(Requirement):
Given the records below, transcribe each of them exactly.

(Data under study):
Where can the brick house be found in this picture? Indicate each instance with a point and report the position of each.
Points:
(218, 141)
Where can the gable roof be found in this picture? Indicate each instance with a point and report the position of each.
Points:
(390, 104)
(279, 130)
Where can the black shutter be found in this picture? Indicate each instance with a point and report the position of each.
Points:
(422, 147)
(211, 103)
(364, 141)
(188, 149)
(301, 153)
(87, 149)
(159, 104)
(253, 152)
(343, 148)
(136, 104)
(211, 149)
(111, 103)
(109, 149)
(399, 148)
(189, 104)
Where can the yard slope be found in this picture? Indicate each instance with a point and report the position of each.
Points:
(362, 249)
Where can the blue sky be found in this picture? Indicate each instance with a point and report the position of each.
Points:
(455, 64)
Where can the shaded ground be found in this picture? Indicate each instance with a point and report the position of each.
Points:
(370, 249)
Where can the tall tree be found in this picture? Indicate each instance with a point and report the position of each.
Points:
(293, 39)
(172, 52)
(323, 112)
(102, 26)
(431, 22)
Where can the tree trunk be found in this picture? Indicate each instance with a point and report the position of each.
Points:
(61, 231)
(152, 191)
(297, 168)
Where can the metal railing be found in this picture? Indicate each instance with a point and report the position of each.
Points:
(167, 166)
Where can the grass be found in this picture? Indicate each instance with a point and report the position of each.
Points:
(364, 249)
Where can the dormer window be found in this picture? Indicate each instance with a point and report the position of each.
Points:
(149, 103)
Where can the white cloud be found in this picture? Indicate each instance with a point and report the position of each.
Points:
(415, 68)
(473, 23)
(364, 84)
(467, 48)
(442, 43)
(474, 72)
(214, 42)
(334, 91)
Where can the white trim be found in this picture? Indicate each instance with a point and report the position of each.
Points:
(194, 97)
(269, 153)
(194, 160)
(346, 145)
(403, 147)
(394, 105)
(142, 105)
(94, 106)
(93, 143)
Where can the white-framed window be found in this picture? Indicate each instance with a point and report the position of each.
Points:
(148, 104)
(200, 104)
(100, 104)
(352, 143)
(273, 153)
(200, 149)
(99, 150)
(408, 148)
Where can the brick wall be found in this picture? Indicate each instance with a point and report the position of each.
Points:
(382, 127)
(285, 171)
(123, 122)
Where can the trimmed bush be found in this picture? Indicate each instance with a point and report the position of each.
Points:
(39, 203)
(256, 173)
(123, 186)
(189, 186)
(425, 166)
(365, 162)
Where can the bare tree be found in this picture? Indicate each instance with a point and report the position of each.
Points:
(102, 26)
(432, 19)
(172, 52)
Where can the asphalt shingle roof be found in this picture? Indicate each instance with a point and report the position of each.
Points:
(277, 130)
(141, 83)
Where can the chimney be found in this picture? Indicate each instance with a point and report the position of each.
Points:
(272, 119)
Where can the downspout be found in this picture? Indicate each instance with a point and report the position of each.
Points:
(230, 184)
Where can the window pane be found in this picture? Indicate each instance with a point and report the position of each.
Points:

(Your solution):
Where can the brick house be found in this picture? Indicate each instance with a point and report the position of each.
Points:
(218, 141)
Where can the gable roof be found in this picture? Indicate each instance with a point and report the position of each.
Points:
(390, 104)
(279, 130)
Where can the black shutter be found in this picture? Indicate each instance with a point and report the position of each.
Points:
(422, 147)
(211, 103)
(364, 141)
(188, 149)
(301, 153)
(87, 149)
(159, 104)
(253, 152)
(343, 148)
(136, 104)
(211, 149)
(111, 103)
(109, 149)
(399, 148)
(189, 104)
Where can the yard slope be found in this picture? Indicate each instance with a point and report the position of each.
Points:
(362, 249)
Where can the blue sky be found in this picture? Indicate each instance with a point and report the position of each.
Points:
(455, 64)
Where can the shaded ground be found in this picture? Indicate each instance with a point and report the position of each.
Points:
(370, 249)
Where can the tall tree be found in this picture? Indicate each instance with a point and report the position of each.
Points:
(293, 39)
(172, 52)
(323, 112)
(102, 26)
(431, 22)
Where can the tree trunk be found in this picture? Indicate each instance with a point and report the position of each.
Points:
(61, 231)
(152, 191)
(297, 168)
Where can the metal railing be found in this picture? Indicate each instance with a point and report the position of each.
Points:
(167, 166)
Where can the grass be found in this picture? Indicate each instance with a point and report the position of each.
Points:
(364, 249)
Where can the dormer window be found in this picture? Indicate each instance with a point and report the position of each.
Points:
(149, 103)
Where can the white cloud be found in this picture? Indicate each instance with a point and report the position of each.
Points:
(415, 68)
(473, 23)
(364, 84)
(467, 48)
(442, 43)
(474, 72)
(214, 42)
(334, 91)
Where can the white trim be found in this picture? Indicate each instance with a point and report the position of each.
Points:
(194, 97)
(269, 153)
(194, 160)
(346, 145)
(403, 147)
(394, 105)
(142, 105)
(94, 106)
(93, 143)
Where can the white-framed window be found in this picture? Indicate each instance with a point and report the position of each.
Points:
(148, 104)
(200, 104)
(100, 104)
(352, 143)
(273, 153)
(200, 149)
(99, 150)
(408, 148)
Where can the brick wall be found in this picture? Indicate each instance with a point and report the position of each.
Points:
(382, 127)
(285, 171)
(123, 122)
Where can the trimmed bush be found in this picture? Indicate each instance with a point and report the position of each.
Points:
(39, 203)
(256, 173)
(123, 186)
(189, 186)
(425, 166)
(365, 162)
Where can the bare tree be found in this picture? Indicate each instance with a point and report the position of each.
Points:
(102, 26)
(432, 19)
(172, 52)
Where can the asphalt shingle roof be found in this picture? Indicate each instance with a point and report the position of each.
Points:
(277, 130)
(141, 83)
Where can the chimney be found in this picture? Indicate each instance with a point and report the position of each.
Points:
(272, 119)
Where can the downspout be found in this picture? Indicate each instance with a point and report the position of each.
Points:
(230, 184)
Where can the window pane be found in this picture? Indicate each instance with a point and report the position of each.
Points:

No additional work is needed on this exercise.